Text for analysis:
Ensuring the genetic stability and reproducibility of engineered strains is a major challenge in scale-up. The genetic modifications introduced in the laboratory may not behave consistently under large-scale conditions. Genetic mutations, loss of plasmids, or changes in metabolic pathways can occur, leading to reduced yields or loss of desired characteristics.

Cost considerations

Scale-up often involves significant investments in infrastructure, equipment, and resources. The cost of raw materials, energy, and waste management also may change as the scale of production increases. Minimizing costs without compromising product quality is a major challenge in industrial scale-up.

Upstream and downstream processing

Developing efficient and cost-effective methods for both upstream and downstream processing can be technically demanding and require extensive optimization. Upstream processes include strain cultivation, nutrient supply, and bioreactor design, while downstream processes involve recovery and purification of biosynthetic products.

Problems and tasks:
1: Answer these questions from the passage on scale-up challenges:
(a) What three changes does it say can occur in engineered strains?
(b) Which costs may change as the scale of production increases?
(c) What do downstream processes involve?
2: Summarize the passage on scale-up challenges in two sentences.
3: Continue the passage on scale-up challenges from where it stops.

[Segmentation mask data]
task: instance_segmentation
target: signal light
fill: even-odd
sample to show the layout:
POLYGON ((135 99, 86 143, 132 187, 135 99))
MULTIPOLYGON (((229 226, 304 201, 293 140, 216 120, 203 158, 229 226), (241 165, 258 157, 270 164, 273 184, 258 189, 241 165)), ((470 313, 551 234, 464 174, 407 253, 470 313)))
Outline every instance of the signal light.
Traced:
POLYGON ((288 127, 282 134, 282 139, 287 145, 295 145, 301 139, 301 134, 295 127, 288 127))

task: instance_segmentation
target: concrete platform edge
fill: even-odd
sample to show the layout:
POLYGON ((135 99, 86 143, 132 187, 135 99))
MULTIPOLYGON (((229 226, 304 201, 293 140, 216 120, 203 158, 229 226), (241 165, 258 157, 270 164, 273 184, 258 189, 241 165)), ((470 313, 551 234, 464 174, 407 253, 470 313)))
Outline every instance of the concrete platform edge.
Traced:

Solved problems:
1:
(a) Genetic mutations, loss of plasmids, or changes in metabolic pathways.
(b) The cost of raw materials, energy, and waste management.
(c) Recovery and purification of biosynthetic products.

2: Scale-up is challenged by the need to keep engineered strains genetically stable, since mutations, plasmid loss, or pathway changes can reduce yields. It also requires large investments and changing costs to be kept low without hurting product quality, and efficient upstream and downstream processing methods can demand extensive optimization.

3:
Project Inspiration

For inspiration, check out these iGEM teams that tackled industrial scale-up challenges in their projects:

Binanox

Leiden 2022 (Netherlands) – developed and iteratively tested a model to gain insight into how synthesis conditions affect the absorption spectrum of nanoparticles, and determined the optimal synthesis conditions for biomanufacturing nanoparticles for use as a highly targeted, less invasive, and tunable cancer treatment. Gold Medalist, Winner Best Supporting Entrepreneurship and Safety & Security Award; Nominated for Best Measurement and Best Model, Overgrad Division.

AbDEN

IISER-Pune2_India 2022 (India) – detailed the challenges and possible alternative chassis and vectors for downstream production and purification of engineered antibodies, and compiled a battery of assays to aid in approving the antibodies for treating Dengue fever, a mosquito-borne viral disease. Gold Medalist, Nominated for Best Supporting Entrepreneurship and Best Therapeutics Project, Undergrad Division.

Angel Roots

Technion-Israel 2022 (Israel) – developed a fermentation model to predict optimal conditions for large-scale biomanufacturing of their target metabolite, decursin, to treat chemotherapy-induced alopecia. Gold Medalist, Top Ten, Winner Best Biomanufacturing Project, Overgrad Division.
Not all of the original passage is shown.